▶ TASK TO CARRY OUT:
From the excerpt on the hazardous waste violations below, write out word for word the part that opens with the words containing "Respondent appealed the" and closes with "Cause No. 00-S-E-2618.".

Respondent did not provide the required integrity assessment for the following
equipment: pipes from the eleven (11)
MODs to the twelve (12) purge pots, the purge pots, pipes
from the purge pots to Tank 19, the paint room tank, and pipes from the paint
room tank to Tanks 19 and 20.
7. IDEM
offered Respondent an opportunity to resolve the violations
cited in the aforementioned Notice of Violation through an Agreed Order. Respondent declined to do so, based on its
belief that, contrary to IDEM’s view, the aforementioned hazardous waste
management requirements are not applicable to its Purge Mixture management
system. Specifically, Respondent
contends that the Purge Mixture is never a solid waste or a hazardous waste
while at the Site, or alternatively, that the first place that the Purge
Mixture is a solid and hazardous waste is when it enters Tank 19 and 20.
8. Accordingly,
on or about November 17, 2000, IDEM issued a unilateral Notice and Order of the
Commissioner (Commissioner’s Order) to Respondent for the violations cited in
the aforementioned Notice of Violation.
Respondent appealed the Commissioner’s Order by filing a petition for administrative
review with the Indiana Office of Environmental Adjudication (OEA). Respondent’s appeal is designated as OEA
Cause No. 00-S-E-2618.

(Stored records)

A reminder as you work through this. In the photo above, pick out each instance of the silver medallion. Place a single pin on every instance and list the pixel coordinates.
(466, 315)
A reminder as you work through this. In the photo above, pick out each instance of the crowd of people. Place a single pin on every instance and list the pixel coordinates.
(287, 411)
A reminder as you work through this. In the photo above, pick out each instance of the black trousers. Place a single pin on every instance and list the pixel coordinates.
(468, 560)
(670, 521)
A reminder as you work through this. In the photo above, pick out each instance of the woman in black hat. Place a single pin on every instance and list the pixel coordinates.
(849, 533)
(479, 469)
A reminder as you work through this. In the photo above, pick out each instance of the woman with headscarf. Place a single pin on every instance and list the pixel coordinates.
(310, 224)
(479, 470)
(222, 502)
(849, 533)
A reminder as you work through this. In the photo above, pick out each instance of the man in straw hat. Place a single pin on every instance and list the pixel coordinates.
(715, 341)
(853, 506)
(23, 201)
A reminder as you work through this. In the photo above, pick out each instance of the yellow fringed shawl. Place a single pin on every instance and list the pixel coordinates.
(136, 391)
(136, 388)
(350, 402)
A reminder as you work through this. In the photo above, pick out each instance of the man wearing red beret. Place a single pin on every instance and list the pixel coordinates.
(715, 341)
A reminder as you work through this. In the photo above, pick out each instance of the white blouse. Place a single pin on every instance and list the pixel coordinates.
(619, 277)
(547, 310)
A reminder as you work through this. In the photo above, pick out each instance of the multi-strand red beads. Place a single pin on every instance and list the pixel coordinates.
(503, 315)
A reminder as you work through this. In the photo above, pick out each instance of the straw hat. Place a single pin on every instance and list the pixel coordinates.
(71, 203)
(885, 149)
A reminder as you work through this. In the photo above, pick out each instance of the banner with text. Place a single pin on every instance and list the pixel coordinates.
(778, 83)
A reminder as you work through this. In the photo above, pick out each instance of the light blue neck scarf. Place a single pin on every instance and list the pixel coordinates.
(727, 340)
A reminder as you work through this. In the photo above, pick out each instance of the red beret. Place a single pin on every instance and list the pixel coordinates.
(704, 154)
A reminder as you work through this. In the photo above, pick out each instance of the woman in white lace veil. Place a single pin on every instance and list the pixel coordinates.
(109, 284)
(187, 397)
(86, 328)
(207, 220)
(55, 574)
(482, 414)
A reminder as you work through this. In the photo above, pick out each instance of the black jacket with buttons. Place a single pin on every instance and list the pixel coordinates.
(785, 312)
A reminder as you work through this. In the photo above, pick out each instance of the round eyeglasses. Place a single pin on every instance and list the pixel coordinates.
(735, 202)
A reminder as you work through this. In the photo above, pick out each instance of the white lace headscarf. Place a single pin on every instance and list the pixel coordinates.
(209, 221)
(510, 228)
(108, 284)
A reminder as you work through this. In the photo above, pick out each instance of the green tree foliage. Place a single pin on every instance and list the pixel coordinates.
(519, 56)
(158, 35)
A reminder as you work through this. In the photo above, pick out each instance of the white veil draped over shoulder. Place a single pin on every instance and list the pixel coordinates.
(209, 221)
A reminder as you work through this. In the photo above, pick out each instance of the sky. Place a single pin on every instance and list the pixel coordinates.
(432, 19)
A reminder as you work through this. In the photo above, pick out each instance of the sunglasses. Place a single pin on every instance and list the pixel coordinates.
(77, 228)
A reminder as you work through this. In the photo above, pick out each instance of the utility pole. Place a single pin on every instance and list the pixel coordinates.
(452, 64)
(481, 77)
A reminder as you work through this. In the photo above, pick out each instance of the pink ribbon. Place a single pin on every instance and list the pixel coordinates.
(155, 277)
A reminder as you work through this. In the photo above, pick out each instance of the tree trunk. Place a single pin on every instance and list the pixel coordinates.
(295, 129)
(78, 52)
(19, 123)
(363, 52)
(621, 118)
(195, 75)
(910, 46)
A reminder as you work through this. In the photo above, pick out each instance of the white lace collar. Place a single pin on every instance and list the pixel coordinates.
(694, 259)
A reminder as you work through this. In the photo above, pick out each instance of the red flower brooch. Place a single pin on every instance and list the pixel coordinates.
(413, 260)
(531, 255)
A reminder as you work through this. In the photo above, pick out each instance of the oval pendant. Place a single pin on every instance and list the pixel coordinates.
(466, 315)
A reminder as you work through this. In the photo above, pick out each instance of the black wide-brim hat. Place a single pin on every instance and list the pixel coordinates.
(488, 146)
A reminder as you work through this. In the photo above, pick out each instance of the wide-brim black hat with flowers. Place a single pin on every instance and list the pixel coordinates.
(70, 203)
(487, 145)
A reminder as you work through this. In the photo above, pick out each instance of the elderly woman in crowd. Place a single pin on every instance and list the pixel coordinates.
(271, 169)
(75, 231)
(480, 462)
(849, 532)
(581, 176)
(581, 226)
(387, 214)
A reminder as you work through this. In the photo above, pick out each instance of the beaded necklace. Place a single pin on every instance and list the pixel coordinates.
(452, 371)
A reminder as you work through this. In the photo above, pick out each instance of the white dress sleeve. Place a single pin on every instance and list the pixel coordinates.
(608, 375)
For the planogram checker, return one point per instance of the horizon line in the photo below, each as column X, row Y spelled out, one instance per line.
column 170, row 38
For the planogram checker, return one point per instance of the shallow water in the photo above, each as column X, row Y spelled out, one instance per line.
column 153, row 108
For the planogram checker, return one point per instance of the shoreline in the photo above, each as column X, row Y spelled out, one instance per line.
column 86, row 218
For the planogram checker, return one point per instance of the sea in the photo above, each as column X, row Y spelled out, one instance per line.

▶ PROBLEM SOLUTION:
Respondent appealed the Commissioner’s Order by filing a petition for administrative
review with the Indiana Office of Environmental Adjudication (OEA). Respondent’s appeal is designated as OEA
Cause No. 00-S-E-2618.